• What you have to do
Repeat, word for word, every line from the line holding "Note: pick out each instance of the man's leg" through the final line of the entries below. Skip all pictures.

• Input data

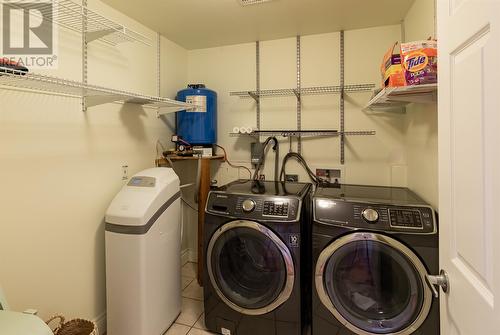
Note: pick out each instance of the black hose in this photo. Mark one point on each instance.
(263, 157)
(303, 163)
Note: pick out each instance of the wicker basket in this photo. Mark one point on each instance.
(74, 327)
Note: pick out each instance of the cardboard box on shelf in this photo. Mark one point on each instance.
(419, 59)
(392, 69)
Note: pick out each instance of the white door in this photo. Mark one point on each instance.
(469, 159)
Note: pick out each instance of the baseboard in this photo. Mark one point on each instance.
(189, 255)
(101, 323)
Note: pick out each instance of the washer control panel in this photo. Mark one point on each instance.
(414, 219)
(275, 208)
(254, 207)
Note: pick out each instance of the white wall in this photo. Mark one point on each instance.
(421, 122)
(62, 167)
(378, 160)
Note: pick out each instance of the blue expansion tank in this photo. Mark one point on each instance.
(198, 127)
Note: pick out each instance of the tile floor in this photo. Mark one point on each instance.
(191, 320)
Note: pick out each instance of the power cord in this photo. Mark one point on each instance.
(276, 149)
(233, 165)
(303, 163)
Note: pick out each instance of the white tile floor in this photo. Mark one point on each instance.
(191, 320)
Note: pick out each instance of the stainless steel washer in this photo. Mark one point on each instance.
(373, 249)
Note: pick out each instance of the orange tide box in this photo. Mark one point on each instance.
(391, 69)
(419, 61)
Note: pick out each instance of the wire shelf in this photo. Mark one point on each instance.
(304, 133)
(94, 95)
(318, 90)
(70, 15)
(398, 97)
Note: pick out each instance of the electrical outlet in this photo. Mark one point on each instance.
(332, 175)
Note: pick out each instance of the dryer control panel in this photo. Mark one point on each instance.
(254, 207)
(410, 219)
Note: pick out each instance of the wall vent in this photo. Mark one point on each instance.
(252, 2)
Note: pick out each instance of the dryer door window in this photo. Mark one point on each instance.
(250, 268)
(374, 284)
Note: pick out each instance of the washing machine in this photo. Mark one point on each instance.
(374, 250)
(255, 232)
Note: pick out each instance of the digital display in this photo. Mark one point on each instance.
(405, 218)
(275, 208)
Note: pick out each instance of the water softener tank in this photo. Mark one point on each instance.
(198, 126)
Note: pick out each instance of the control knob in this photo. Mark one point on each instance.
(248, 205)
(370, 215)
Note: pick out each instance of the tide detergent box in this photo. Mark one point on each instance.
(419, 59)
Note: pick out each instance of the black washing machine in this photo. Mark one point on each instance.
(253, 280)
(373, 250)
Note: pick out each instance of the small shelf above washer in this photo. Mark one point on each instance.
(318, 90)
(398, 97)
(303, 133)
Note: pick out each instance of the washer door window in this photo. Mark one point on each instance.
(250, 267)
(373, 284)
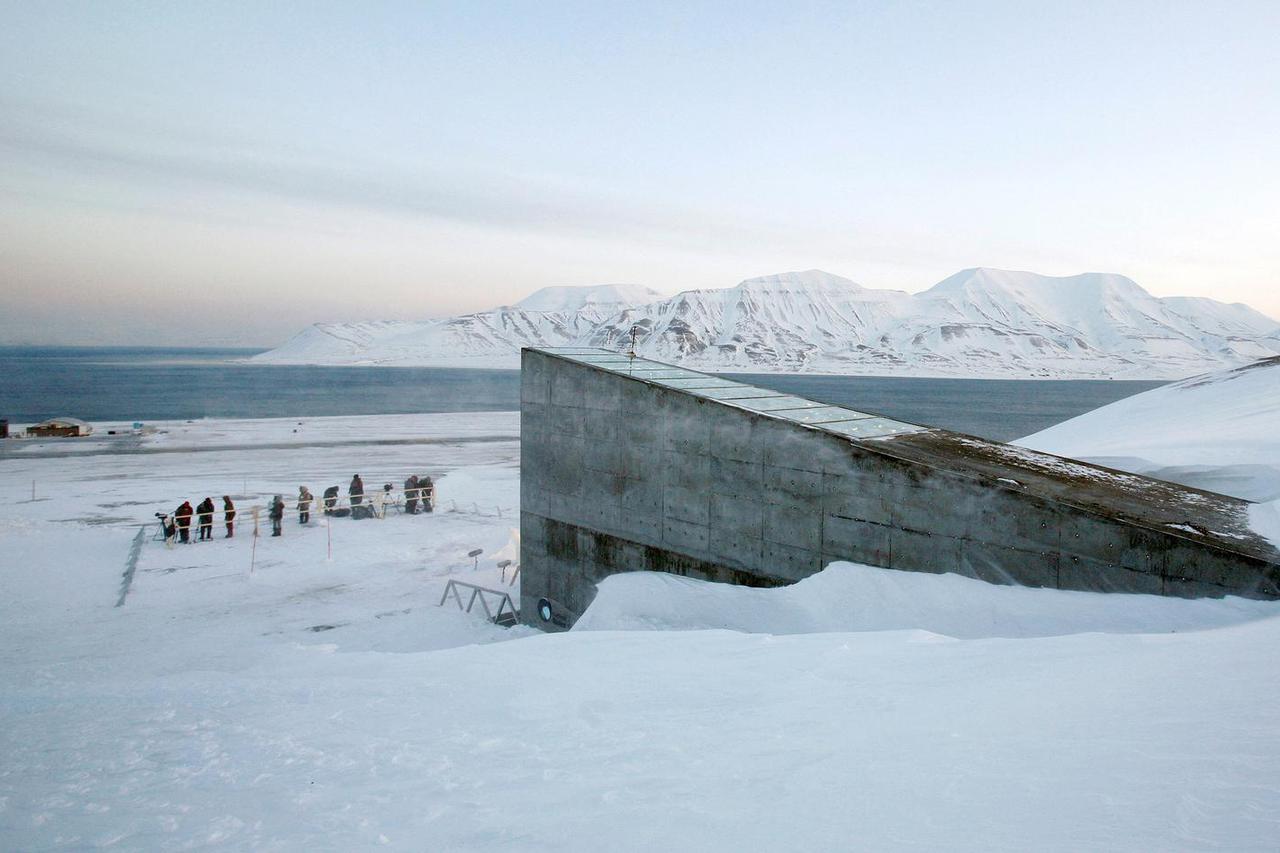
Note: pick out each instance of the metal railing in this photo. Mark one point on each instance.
(504, 614)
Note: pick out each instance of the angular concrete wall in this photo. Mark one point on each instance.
(622, 474)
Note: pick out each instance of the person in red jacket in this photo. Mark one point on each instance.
(205, 515)
(182, 518)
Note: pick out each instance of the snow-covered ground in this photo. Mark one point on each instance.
(1217, 432)
(316, 703)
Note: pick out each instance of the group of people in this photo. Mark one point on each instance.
(178, 525)
(419, 497)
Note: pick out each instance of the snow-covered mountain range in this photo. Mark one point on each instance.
(976, 323)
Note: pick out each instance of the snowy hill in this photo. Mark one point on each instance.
(976, 323)
(548, 318)
(1220, 432)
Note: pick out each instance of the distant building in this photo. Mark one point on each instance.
(60, 427)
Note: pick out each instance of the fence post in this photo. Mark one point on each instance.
(252, 557)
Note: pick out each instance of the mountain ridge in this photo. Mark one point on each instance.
(979, 322)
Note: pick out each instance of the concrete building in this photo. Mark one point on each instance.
(60, 428)
(630, 465)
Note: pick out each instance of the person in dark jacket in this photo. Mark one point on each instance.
(411, 495)
(182, 518)
(426, 492)
(305, 500)
(205, 515)
(277, 512)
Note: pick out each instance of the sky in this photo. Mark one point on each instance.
(225, 173)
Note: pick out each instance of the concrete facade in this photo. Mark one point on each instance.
(627, 465)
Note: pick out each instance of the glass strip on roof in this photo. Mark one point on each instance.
(824, 415)
(832, 419)
(693, 383)
(872, 428)
(739, 392)
(776, 404)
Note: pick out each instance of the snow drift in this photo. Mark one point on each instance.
(1217, 432)
(851, 597)
(976, 323)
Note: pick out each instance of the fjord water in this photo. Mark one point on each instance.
(118, 383)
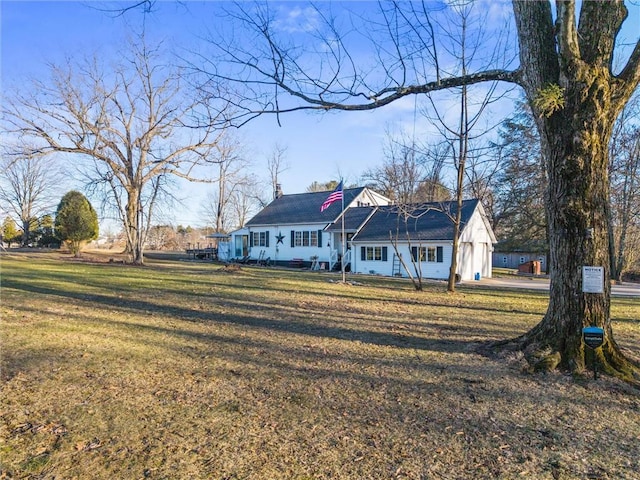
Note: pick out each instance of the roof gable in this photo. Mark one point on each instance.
(302, 208)
(426, 222)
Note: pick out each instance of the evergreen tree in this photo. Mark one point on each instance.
(76, 221)
(520, 221)
(10, 232)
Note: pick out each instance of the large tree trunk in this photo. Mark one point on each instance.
(134, 228)
(575, 134)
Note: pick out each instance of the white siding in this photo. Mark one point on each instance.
(283, 251)
(438, 270)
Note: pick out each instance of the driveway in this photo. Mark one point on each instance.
(625, 290)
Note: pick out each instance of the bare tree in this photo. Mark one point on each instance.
(276, 164)
(464, 45)
(29, 186)
(566, 72)
(625, 191)
(133, 125)
(403, 173)
(232, 173)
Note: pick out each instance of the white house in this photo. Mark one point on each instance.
(425, 234)
(291, 229)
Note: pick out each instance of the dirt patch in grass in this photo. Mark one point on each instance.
(181, 370)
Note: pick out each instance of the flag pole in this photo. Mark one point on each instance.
(344, 238)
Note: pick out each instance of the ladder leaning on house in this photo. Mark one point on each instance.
(395, 268)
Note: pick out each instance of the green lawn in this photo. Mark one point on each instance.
(184, 370)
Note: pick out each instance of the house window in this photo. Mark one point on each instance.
(376, 254)
(429, 254)
(418, 254)
(306, 238)
(259, 239)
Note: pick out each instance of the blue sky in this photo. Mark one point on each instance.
(320, 147)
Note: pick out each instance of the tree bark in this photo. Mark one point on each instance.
(575, 147)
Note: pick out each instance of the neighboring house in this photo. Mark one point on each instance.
(291, 229)
(513, 259)
(426, 236)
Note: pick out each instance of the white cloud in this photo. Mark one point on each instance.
(297, 19)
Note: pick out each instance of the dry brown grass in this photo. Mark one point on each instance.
(185, 370)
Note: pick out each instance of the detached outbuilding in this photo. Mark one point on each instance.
(293, 231)
(424, 234)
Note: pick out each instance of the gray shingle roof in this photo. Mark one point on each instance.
(427, 222)
(301, 208)
(353, 218)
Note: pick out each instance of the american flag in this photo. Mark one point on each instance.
(333, 197)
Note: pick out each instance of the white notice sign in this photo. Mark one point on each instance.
(593, 279)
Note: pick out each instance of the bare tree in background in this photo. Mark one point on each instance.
(133, 125)
(566, 71)
(459, 134)
(29, 186)
(276, 164)
(624, 238)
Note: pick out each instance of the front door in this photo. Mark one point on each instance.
(241, 245)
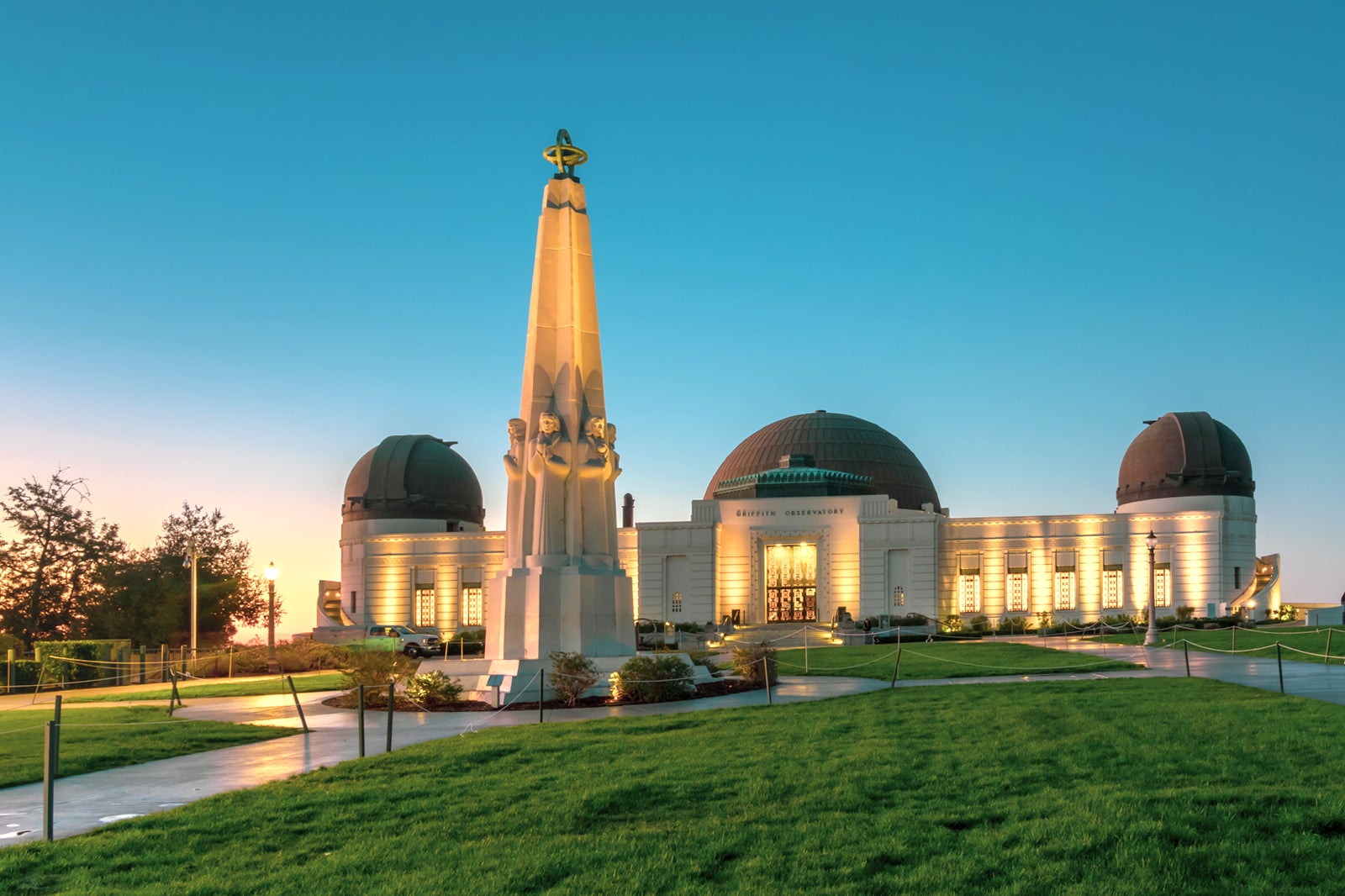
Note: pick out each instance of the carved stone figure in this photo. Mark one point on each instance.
(518, 530)
(549, 465)
(595, 470)
(609, 485)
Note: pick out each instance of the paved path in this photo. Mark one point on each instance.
(85, 802)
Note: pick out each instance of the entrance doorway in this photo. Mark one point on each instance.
(791, 582)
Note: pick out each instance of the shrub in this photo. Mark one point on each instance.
(757, 663)
(11, 642)
(1013, 625)
(71, 661)
(376, 667)
(572, 674)
(647, 680)
(26, 672)
(434, 688)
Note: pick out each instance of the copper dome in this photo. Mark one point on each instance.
(1183, 455)
(414, 478)
(834, 441)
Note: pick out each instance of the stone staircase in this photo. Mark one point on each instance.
(782, 635)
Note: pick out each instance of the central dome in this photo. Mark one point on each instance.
(834, 441)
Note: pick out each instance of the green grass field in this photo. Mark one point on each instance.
(259, 688)
(1302, 645)
(941, 661)
(96, 739)
(1121, 786)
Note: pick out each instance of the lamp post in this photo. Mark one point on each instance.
(1152, 635)
(190, 562)
(271, 614)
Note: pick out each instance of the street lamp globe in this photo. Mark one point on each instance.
(1152, 634)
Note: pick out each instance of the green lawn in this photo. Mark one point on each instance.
(1305, 645)
(94, 739)
(257, 688)
(1121, 786)
(941, 661)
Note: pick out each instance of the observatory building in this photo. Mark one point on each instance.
(811, 519)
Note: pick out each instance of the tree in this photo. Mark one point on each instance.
(150, 591)
(50, 573)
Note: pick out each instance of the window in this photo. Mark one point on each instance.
(1163, 586)
(1111, 589)
(424, 606)
(791, 582)
(1015, 582)
(968, 593)
(472, 611)
(1017, 593)
(968, 582)
(1066, 582)
(1066, 589)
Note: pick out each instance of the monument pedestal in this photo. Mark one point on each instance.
(535, 609)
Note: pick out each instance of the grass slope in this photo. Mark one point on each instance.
(941, 661)
(303, 683)
(96, 739)
(1302, 645)
(1122, 786)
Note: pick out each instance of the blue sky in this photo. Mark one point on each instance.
(245, 242)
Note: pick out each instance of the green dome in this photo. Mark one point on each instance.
(833, 441)
(414, 478)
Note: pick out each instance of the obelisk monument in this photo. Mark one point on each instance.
(562, 586)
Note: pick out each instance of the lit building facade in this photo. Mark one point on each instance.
(825, 514)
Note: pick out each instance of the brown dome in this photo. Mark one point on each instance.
(834, 441)
(414, 478)
(1184, 455)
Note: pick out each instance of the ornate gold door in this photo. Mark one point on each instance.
(791, 582)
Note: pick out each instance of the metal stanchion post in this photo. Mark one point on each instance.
(1281, 663)
(295, 692)
(50, 761)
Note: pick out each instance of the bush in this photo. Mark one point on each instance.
(572, 674)
(11, 642)
(646, 680)
(26, 672)
(434, 688)
(71, 661)
(1013, 625)
(376, 667)
(757, 663)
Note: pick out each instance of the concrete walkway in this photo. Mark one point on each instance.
(85, 802)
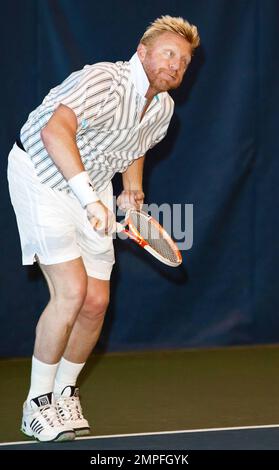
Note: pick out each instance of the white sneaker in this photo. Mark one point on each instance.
(69, 407)
(42, 421)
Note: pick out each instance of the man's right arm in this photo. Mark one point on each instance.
(59, 138)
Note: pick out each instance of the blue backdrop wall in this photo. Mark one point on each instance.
(221, 155)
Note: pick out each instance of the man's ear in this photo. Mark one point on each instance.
(141, 50)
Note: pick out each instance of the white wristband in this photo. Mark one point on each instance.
(83, 189)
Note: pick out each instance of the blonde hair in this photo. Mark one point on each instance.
(174, 25)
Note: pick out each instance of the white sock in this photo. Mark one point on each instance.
(42, 378)
(67, 374)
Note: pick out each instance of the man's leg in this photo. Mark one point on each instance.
(83, 338)
(68, 286)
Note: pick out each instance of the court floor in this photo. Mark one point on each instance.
(182, 400)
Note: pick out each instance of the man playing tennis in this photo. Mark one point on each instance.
(99, 121)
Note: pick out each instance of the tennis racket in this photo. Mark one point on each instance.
(150, 235)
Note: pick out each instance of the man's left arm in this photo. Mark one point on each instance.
(132, 195)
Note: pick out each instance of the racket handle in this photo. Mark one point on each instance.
(119, 227)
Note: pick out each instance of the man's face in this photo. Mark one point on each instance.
(165, 60)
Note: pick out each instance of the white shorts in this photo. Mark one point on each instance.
(52, 224)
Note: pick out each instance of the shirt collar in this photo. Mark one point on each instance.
(139, 76)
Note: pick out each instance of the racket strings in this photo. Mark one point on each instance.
(154, 236)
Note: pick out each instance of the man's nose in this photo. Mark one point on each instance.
(174, 65)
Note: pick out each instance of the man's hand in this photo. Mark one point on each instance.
(101, 218)
(130, 199)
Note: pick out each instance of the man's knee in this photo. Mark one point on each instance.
(95, 304)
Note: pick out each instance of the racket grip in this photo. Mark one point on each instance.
(119, 227)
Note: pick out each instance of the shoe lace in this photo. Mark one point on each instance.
(70, 408)
(51, 415)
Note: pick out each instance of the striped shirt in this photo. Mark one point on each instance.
(108, 100)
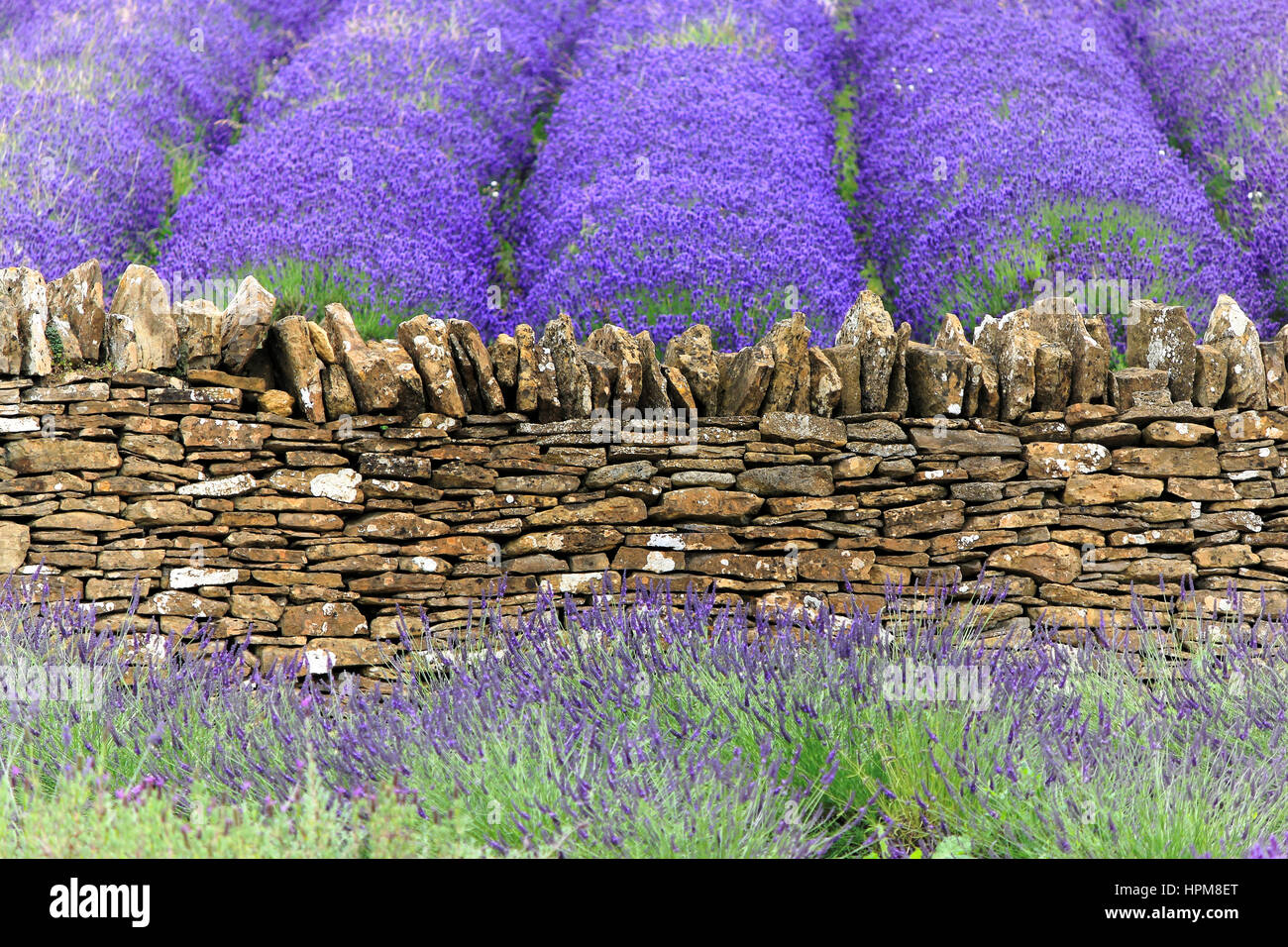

• Response to the task
Note: pick out each instance of the man's leg in this photo. Mark one point on each instance.
(83, 338)
(68, 286)
Note: pick out each instance of the court floor in this photo. Mark one point on each instance.
(182, 400)
Note: pick out each instance of the man playing tennis in this photo. Mark one point on each instance.
(99, 121)
Note: pick out each instance of the tennis racket in this photo. Mark one point on each instance.
(150, 235)
Note: pick out each instance of the man's left arm in this photo. Mark one point on each instance.
(132, 195)
Note: pick out each instance of the racket handle in this photo. Mark one point on each instance.
(119, 227)
Note: pick out each instance of the man's face in this photo. Mark one point on each instance.
(165, 60)
Note: pick out each instance of the white shorts in this photo. Mark one point on each instance.
(52, 224)
Note: pick out each instance of the shirt collar in this photo. Mark one point on each instance.
(139, 76)
Note: pick out each instance of the racket strings in this photo. Mark one point on each instance.
(154, 236)
Note: pick out each instance of the man's nose in this photo. Mark one point on each instance.
(174, 65)
Note: pick out each instance of the man's hand in this photo. Mark one point on each instance.
(101, 218)
(130, 199)
Note: pick out each instance of the man's knee in this photo. Mark one point on each instance.
(95, 304)
Note: pick out each instance of the racket grip in this photo. Mark one point on each instance.
(119, 227)
Note: pick out each instance of the shoe lace in this photo. Mark one point on each instance.
(70, 408)
(51, 415)
Note: pick out each instance of the striped shirt in this photo. Mark one point on each instance.
(108, 100)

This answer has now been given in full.